An exact copy of all the entries below is what this task needs.

....................

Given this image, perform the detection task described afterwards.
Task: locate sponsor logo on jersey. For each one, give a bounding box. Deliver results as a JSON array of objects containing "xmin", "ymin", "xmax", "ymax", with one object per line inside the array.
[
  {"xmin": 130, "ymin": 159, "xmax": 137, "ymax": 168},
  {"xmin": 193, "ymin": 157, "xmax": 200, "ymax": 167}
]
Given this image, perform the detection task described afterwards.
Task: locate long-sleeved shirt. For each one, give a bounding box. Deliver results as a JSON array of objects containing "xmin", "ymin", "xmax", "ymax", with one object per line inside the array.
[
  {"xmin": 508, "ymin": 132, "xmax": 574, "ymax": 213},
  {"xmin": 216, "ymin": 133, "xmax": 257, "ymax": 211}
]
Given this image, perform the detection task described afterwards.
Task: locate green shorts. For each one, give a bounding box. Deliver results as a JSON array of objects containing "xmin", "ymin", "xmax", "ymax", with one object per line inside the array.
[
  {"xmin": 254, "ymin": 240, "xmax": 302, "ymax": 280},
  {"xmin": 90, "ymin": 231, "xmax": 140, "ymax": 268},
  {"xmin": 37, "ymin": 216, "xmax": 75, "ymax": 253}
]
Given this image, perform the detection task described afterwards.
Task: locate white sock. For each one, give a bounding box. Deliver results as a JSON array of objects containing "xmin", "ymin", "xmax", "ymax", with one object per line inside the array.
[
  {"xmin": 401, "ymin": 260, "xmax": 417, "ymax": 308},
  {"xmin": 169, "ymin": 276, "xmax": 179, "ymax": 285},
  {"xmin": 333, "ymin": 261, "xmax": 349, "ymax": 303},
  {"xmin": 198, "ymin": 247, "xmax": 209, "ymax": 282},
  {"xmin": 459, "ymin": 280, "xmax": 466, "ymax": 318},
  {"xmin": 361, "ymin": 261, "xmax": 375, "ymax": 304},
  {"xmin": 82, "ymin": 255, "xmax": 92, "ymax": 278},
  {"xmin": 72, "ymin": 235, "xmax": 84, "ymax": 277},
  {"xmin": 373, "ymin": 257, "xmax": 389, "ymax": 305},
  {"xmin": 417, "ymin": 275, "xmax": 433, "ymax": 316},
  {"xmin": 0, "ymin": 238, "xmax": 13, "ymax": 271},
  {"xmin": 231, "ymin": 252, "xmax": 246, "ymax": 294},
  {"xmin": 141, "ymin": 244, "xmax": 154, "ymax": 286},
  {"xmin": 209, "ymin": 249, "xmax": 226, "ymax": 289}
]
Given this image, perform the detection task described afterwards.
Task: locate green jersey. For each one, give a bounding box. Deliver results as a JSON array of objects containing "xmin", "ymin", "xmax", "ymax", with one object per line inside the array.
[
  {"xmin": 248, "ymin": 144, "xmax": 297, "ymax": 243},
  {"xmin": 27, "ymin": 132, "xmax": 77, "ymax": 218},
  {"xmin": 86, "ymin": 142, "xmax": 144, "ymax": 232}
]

....................

## Result of this task
Given this image, perform the detection task described afterwards.
Task: locate sponsor logo on jersey. For each one, give a bounding box. Deliver results as a JSON array of objects containing "xmin", "ymin", "xmax", "ymax", with one object per line inside the array.
[
  {"xmin": 130, "ymin": 159, "xmax": 137, "ymax": 168},
  {"xmin": 193, "ymin": 157, "xmax": 200, "ymax": 167}
]
Given this image, perform the detection task described afterwards.
Task: locate long-sleeved shirt. For each one, give a bounding box. Deliver results as a JSON array of objects containing "xmin", "ymin", "xmax", "ymax", with one object per line inside the array.
[
  {"xmin": 508, "ymin": 132, "xmax": 574, "ymax": 213},
  {"xmin": 216, "ymin": 133, "xmax": 257, "ymax": 211}
]
Given this image, perform the detection task described afterwards.
Task: locate green shorts. For each one, give a bounding box. Deliver results as a JSON array of objects containing "xmin", "ymin", "xmax", "ymax", with one object per line inside the array.
[
  {"xmin": 254, "ymin": 240, "xmax": 302, "ymax": 280},
  {"xmin": 90, "ymin": 231, "xmax": 140, "ymax": 268},
  {"xmin": 37, "ymin": 216, "xmax": 75, "ymax": 253}
]
Given this image, perform the detection task described afterwards.
Task: locate white sock. For each one, give a bounding box. Deliver results as a JSON array of objects containing "xmin", "ymin", "xmax", "ymax", with one object per line inside the array.
[
  {"xmin": 401, "ymin": 260, "xmax": 417, "ymax": 308},
  {"xmin": 169, "ymin": 276, "xmax": 179, "ymax": 285},
  {"xmin": 333, "ymin": 261, "xmax": 349, "ymax": 303},
  {"xmin": 198, "ymin": 247, "xmax": 209, "ymax": 282},
  {"xmin": 459, "ymin": 280, "xmax": 466, "ymax": 318},
  {"xmin": 361, "ymin": 261, "xmax": 375, "ymax": 304},
  {"xmin": 82, "ymin": 255, "xmax": 92, "ymax": 278},
  {"xmin": 72, "ymin": 235, "xmax": 84, "ymax": 277},
  {"xmin": 373, "ymin": 257, "xmax": 389, "ymax": 305},
  {"xmin": 417, "ymin": 275, "xmax": 433, "ymax": 316},
  {"xmin": 0, "ymin": 238, "xmax": 13, "ymax": 271},
  {"xmin": 231, "ymin": 252, "xmax": 246, "ymax": 294},
  {"xmin": 141, "ymin": 244, "xmax": 154, "ymax": 286},
  {"xmin": 209, "ymin": 249, "xmax": 226, "ymax": 289}
]
Given this image, perform the detection task described afterwards.
Task: locate green jersey. For each one, give a bounding box. Deliver results as a JSON array of objects containing "xmin", "ymin", "xmax", "ymax", with one object per line inside the array.
[
  {"xmin": 248, "ymin": 144, "xmax": 297, "ymax": 243},
  {"xmin": 27, "ymin": 132, "xmax": 77, "ymax": 218},
  {"xmin": 86, "ymin": 142, "xmax": 144, "ymax": 232}
]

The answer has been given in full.